**DESCRIPTION OF THE TASK:** Where a line of the records contains the word "query", show that line.

**DATA FOR PROCESSING:**

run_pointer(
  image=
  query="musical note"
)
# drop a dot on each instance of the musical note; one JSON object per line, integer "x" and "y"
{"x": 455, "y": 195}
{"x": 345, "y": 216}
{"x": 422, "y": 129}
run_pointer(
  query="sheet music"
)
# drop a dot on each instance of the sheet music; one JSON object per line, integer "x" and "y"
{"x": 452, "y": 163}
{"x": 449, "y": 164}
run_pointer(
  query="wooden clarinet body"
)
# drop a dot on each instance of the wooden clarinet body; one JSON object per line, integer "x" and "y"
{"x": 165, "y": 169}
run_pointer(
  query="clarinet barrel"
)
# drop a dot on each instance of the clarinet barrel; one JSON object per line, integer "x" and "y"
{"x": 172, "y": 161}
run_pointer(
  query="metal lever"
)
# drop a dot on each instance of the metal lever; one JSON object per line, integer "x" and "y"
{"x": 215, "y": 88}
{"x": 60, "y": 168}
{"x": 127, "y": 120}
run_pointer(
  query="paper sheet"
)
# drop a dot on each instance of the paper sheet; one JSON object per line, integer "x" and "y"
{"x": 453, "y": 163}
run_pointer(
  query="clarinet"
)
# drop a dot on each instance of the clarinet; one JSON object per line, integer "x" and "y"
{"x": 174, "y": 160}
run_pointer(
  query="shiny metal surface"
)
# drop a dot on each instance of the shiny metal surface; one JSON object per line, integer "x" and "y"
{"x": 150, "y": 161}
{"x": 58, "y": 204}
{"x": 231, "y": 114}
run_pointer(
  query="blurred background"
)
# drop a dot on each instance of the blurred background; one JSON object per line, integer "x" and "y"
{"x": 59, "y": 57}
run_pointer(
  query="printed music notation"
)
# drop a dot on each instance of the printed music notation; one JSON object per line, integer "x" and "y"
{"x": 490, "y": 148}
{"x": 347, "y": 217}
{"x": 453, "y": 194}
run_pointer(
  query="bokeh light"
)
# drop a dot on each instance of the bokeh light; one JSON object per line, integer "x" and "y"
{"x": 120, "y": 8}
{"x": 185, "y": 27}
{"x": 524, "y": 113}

**YOUR RESPONSE:**
  query="musical note"
  query="sheet music"
  query="wooden clarinet body"
  query="clarinet barrel"
  query="metal lever"
  query="paper sheet"
  query="clarinet"
  query="shiny metal surface"
  query="blurred background"
  query="printed music notation"
  query="bokeh light"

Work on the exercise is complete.